Image rows for named regions:

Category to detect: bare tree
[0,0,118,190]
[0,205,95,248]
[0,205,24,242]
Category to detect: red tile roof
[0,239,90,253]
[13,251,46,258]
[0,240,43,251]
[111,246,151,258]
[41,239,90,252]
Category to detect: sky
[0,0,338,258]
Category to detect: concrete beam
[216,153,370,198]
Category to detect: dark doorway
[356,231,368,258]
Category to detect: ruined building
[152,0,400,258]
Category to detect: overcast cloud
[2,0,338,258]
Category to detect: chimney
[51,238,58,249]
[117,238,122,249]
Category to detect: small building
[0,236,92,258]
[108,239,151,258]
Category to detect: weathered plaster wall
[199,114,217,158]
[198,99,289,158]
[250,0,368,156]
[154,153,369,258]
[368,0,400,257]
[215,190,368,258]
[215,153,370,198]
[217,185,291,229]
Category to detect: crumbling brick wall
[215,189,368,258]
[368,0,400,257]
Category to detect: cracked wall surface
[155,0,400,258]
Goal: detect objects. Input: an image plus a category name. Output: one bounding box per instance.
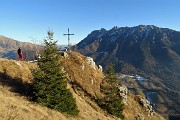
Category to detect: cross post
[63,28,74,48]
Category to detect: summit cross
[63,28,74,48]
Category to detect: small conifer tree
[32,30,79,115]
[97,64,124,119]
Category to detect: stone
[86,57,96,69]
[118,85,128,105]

---

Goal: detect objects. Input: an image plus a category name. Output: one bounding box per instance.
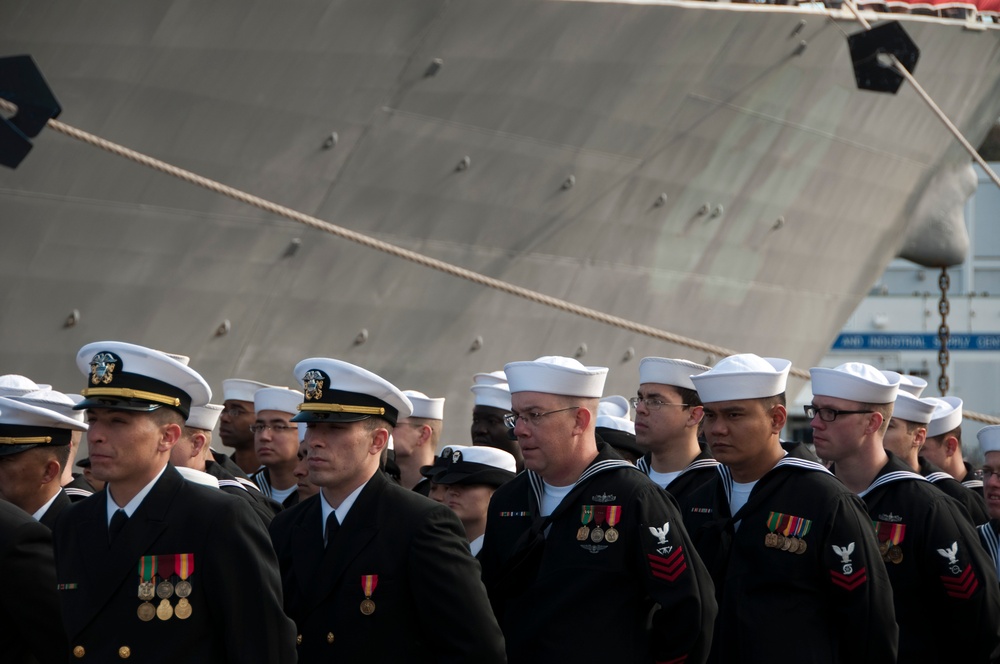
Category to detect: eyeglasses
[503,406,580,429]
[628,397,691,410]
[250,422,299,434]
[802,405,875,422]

### WRITTEN REQUEST
Copy the rows above from the line with "Category to detect: crumbling brick wall" up to and including the line with "[118,85,128,105]", leaving out the pictures.

### SOLUTION TO THIS PROBLEM
Category to detect: crumbling brick wall
[215,189,368,258]
[368,0,400,257]
Category to detect: cracked wall surface
[155,0,400,258]
Goal: detect objects. Input: an image plus a category name. Output: one bounding box per instance.
Category to detect: cross post
[63,28,74,48]
Category to detect: summit cross
[63,28,74,48]
Category to detect: small conifer tree
[32,30,79,115]
[97,64,124,119]
Category to detect: stone
[86,57,96,69]
[118,85,128,105]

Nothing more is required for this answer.